■ ACTIVITY ■
Among the records below, how many lines contain "cherry"? State the number and nothing more.
'''
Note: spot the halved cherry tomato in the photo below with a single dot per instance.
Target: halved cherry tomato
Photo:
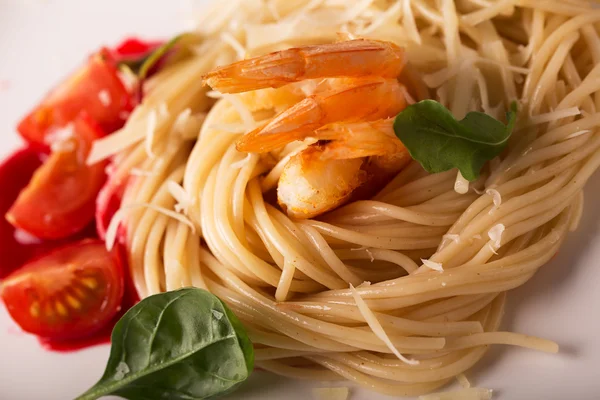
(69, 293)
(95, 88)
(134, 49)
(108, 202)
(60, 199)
'''
'''
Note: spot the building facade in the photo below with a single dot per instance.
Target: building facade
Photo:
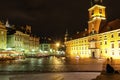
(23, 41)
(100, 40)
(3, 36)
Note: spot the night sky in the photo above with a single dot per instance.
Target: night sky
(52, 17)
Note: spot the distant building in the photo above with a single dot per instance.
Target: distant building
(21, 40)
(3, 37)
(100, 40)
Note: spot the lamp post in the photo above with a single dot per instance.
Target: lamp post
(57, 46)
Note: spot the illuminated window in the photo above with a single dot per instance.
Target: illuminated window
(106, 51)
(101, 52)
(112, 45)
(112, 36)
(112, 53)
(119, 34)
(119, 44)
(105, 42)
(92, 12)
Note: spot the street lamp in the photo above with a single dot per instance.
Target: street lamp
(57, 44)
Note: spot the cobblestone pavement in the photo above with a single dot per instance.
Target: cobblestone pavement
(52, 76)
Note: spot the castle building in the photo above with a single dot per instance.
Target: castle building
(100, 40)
'''
■ TASK ANSWER ■
2